#### [What to work on]
Reproduce verbatim the lines of the material below, starting at the line that contains "Mark each instance of the white" and ending at the final line of the material, both included.

#### [Records to process]
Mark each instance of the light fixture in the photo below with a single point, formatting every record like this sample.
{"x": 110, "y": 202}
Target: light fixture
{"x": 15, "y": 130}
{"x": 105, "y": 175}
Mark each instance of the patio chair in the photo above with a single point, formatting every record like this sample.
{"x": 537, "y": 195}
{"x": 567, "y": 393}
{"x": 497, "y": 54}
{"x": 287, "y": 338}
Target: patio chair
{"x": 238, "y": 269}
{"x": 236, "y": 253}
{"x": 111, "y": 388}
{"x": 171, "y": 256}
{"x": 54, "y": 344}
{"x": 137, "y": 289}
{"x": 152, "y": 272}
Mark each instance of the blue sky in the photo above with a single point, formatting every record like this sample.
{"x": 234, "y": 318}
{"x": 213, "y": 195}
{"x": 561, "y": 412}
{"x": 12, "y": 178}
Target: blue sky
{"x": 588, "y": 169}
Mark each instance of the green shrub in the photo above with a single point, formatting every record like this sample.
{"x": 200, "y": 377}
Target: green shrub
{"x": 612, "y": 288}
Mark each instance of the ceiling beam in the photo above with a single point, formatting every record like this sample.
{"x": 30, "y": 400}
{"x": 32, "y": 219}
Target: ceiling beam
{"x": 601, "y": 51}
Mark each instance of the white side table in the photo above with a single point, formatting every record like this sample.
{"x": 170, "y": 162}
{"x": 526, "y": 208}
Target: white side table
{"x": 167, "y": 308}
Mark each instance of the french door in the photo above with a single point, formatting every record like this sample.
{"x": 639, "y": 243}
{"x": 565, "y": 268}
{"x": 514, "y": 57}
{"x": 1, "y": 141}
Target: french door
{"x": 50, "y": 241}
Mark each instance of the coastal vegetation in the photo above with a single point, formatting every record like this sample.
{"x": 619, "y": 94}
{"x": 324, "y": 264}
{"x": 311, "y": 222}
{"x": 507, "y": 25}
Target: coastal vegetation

#### [In response]
Mark each instance of the white side table in the photo above with a single point, formatting every record like this sample.
{"x": 170, "y": 162}
{"x": 526, "y": 208}
Target: white side table
{"x": 167, "y": 308}
Mark each instance of the french door in the photo above with a single point, formatting every record like this sample.
{"x": 639, "y": 243}
{"x": 565, "y": 268}
{"x": 514, "y": 57}
{"x": 1, "y": 141}
Target: french door
{"x": 50, "y": 241}
Mark each instance of the coastal vegetation in the photo above with a single point, formatting every record like this sample.
{"x": 619, "y": 94}
{"x": 324, "y": 264}
{"x": 311, "y": 222}
{"x": 507, "y": 25}
Target: coastal vegetation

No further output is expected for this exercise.